Every record must be copied exactly. Leave nothing out.
━━━ Material for the task
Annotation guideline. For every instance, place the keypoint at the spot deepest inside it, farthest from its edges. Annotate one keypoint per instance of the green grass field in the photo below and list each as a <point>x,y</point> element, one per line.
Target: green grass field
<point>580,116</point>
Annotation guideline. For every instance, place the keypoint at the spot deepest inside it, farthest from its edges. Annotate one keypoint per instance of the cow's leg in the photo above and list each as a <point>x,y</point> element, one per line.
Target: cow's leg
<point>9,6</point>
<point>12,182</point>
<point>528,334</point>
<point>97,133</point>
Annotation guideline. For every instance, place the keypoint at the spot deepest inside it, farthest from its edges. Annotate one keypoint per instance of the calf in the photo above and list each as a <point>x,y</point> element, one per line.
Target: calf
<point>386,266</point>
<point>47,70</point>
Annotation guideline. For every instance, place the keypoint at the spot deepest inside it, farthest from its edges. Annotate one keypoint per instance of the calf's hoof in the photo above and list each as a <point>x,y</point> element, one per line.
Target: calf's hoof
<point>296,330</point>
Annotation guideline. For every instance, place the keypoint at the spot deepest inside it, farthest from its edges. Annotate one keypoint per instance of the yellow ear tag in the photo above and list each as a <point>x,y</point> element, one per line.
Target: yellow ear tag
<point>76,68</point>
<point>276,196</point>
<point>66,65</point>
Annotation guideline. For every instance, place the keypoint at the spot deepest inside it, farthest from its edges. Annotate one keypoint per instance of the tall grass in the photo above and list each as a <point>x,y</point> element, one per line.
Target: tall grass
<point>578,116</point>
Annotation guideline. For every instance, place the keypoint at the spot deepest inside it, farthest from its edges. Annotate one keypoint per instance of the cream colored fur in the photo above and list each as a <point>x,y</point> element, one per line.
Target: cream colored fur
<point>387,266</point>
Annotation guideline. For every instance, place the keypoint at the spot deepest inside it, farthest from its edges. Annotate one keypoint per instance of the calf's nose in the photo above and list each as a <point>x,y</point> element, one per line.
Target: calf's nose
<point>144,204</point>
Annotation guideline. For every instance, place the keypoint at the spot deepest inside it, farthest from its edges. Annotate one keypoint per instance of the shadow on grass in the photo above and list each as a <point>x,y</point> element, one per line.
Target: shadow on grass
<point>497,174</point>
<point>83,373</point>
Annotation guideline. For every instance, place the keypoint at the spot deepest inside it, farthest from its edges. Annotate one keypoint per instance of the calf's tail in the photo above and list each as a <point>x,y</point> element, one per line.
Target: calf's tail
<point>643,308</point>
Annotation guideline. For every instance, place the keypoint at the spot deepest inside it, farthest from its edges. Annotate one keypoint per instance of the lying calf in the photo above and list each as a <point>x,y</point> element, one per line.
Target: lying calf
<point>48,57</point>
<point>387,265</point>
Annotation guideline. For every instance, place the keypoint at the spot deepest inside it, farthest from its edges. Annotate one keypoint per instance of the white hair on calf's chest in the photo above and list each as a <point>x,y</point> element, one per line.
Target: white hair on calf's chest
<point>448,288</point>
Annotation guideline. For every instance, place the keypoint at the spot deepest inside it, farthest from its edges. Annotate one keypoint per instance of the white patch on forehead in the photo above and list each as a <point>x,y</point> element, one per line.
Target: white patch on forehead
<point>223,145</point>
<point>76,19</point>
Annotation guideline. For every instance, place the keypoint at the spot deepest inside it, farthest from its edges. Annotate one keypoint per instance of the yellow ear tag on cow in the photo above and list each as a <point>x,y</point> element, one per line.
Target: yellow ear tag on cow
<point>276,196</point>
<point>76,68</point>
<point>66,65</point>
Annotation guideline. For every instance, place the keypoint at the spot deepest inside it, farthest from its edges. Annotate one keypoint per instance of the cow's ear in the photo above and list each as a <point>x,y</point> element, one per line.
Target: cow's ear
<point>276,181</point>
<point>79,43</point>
━━━━━━
» **Task output**:
Annotation guideline. For every instance, place the keypoint at the spot deepest inside it, farthest from its edges. Annotate one keypoint per instance of the green grass field in the photo below and list each as a <point>x,y</point> element, one per line.
Target: green grass field
<point>580,116</point>
Annotation guideline. For every instance, place the keypoint at the spot deepest inside it, farthest from its edges. Annotate one keypoint per instance of the cow's leg in the photo above and list each as a <point>x,y</point> element, one per line.
Target: cow's leg
<point>9,6</point>
<point>12,182</point>
<point>528,334</point>
<point>97,133</point>
Annotation guideline. For every instance, place the keypoint at the spot deepest inside it, farthest from its edges. Annotate one keypoint per instance of the calf in the photo above and list each as a <point>x,y</point> element, one per line.
Target: calf
<point>386,266</point>
<point>47,70</point>
Annotation guideline. For every instance, place the keypoint at the spot deepest inside it, farthest from its edges. Annotate one keypoint per instance of the calf's hoof in the photo above and list each as a <point>x,y</point> element, one per line.
Target: calf's hoof
<point>296,330</point>
Annotation guideline. For every instance, place the keypoint at the spot deepest inside it, farthest from its edges. Annotate one keypoint per instance of the yellow ear tag in the photo above and list each as a <point>x,y</point> element, one per line.
Target: yellow ear tag
<point>76,68</point>
<point>276,196</point>
<point>66,65</point>
Annotation guideline. For every instance, place the keypoint at the spot deepest inside it, farthest from its edges. Annotate one keypoint per instance of the tall grass in the photo above and list each as a <point>x,y</point> element, one per line.
Target: tall grass
<point>578,116</point>
Annotation guideline. For every instance, place the keypoint at the spot deepest inside it, farthest from its edges. Annotate one keypoint per instance of the cream colored fur in the photo above and list each as a <point>x,y</point> element, one per line.
Target: cream colored fur
<point>387,266</point>
Annotation guideline. For every instance, place the keypoint at the spot deepest inside it, farthest from its edges. Annotate one keypoint per instance of the calf's nose in the photo above and list each as a <point>x,y</point> element, one per line.
Target: calf's nose
<point>144,204</point>
Annotation guideline. For every instance, place the keypoint at the spot deepest inside it, farthest from its edges. Annotate one keypoint per instance of the shadow on grass in the photo above and list each as a <point>x,y</point> element, one per line.
Target: shadow on grass
<point>497,174</point>
<point>83,373</point>
Annotation guideline. For every instance, place the keypoint at the spot deepest inside it, farthest from its edges. Annotate one keypoint per instance of the calf's tail in the photo above and list each as a <point>x,y</point> element, one per line.
Target: calf's tail
<point>643,308</point>
Annotation guideline. For every instance, place the keypoint at the spot deepest inside it, farthest from its edges. Annotate one keypoint per instance of the lying calf in the photo above and list each as a <point>x,y</point> element, one per line.
Target: lying calf
<point>48,57</point>
<point>387,265</point>
Annotation guideline. For every instance, place the keypoint at the spot deepest inside it, farthest from its edges. Annotate one keypoint per instance of the white hair on calf's chest in the photo above and list each as a <point>x,y</point> element, one per line.
Target: white hair on calf's chest
<point>448,288</point>
Annotation guideline. For every instance, place the keypoint at the spot deepest inside it, farthest from its edges. Annotate one keypoint per instance of the white patch on forehead in the photo above and list each as a <point>x,y</point> element, one per line.
Target: white patch on forehead
<point>223,145</point>
<point>76,19</point>
Annotation guideline. For every instance, place the keypoint at the spot deepest inside it, farthest from its edges. Annotate one keypoint per instance of the yellow ear tag on cow in the photo above and list each as a <point>x,y</point> element, one per line.
Target: yellow ear tag on cow
<point>276,196</point>
<point>76,68</point>
<point>66,65</point>
Annotation guideline. For every instance, place the keypoint at the spot deepest inside it, farthest from its edges. Annotate one keypoint per instance of the cow's ear in the photo above and list each as a <point>x,y</point> element, one per line.
Target: cow's ear
<point>276,181</point>
<point>79,43</point>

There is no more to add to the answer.